Background of Invention
Previously, congestive heart failure may have been treated with the use of a blood pump to assist the pumping of blood around the circulatory system of a patient.
A prior art implantable blood pump is described in US Patent 6,609,883 - Woodard et al. in which the blood pump is primarily fabricated from a titanium or its alloys that may include by weight 6% aluminium and 4% vanadium (Ti-6A1-4V). In particular, the pump housing of this blood pump is metallic and includes a magnetic drive motor acting on a hydrodynamic impeller within the pump housing. Whilst the material from which the pump is made is biocompatible, one of the disadvantages with this is that titanium is a relatively costly material to machine.
Blood pumps created from polymers and ceramics have previously been described extensively in this field. Polymers generally have fluid permeable quantities which reduces the biocompatibility, wear resistance and dimensional stability of parts. Ceramics components are generally overly brittle and relatively difficult to machine and manufacture.

------------------------

YOUR TASK: State whether each statement below agrees with the background text on blood pumps, answering yes or no and quoting the deciding words of the text: (a) the pump described in the Woodard et al. patent has a metallic housing; (b) titanium is described as an inexpensive material to machine; (c) ceramic components are described as overly brittle.

------------------------

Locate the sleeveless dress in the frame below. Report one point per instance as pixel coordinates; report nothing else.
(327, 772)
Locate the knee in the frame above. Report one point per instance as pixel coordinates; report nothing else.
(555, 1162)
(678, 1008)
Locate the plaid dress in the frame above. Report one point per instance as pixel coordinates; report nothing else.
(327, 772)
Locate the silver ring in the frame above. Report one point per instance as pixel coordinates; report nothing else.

------------------------

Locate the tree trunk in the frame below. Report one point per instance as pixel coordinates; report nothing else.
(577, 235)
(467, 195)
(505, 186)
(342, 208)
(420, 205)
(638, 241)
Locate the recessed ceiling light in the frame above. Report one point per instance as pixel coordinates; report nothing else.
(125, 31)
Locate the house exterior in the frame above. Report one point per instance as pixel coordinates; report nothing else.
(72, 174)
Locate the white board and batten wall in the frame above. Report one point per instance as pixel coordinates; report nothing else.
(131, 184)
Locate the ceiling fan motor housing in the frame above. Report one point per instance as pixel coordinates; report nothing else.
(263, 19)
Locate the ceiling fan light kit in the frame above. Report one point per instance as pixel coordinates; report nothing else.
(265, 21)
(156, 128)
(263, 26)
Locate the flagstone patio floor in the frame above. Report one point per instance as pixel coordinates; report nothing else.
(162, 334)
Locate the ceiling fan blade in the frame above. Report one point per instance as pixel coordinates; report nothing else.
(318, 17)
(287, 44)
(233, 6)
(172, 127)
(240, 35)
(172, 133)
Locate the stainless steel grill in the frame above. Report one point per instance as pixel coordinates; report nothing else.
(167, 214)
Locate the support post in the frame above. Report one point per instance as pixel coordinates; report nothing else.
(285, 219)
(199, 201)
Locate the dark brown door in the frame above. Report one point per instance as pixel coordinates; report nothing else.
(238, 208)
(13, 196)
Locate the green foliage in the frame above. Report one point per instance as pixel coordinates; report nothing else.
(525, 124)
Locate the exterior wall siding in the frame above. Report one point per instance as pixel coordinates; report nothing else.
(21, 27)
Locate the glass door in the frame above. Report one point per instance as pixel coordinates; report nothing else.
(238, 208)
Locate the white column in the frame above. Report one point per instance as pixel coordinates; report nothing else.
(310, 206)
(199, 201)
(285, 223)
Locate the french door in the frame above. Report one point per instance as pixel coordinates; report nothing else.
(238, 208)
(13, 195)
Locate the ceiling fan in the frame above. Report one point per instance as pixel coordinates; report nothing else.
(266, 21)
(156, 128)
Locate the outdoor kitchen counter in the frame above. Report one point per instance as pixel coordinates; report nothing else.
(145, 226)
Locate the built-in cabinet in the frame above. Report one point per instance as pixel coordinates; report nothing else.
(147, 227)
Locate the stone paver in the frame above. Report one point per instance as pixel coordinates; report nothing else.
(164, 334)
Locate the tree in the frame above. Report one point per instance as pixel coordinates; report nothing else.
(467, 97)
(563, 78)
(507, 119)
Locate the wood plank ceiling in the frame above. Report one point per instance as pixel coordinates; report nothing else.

------------------------

ANSWER BOX:
(a) Yes: "the pump housing of this blood pump is metallic"
(b) No: "titanium is a relatively costly material to machine"
(c) Yes: "Ceramics components are generally overly brittle"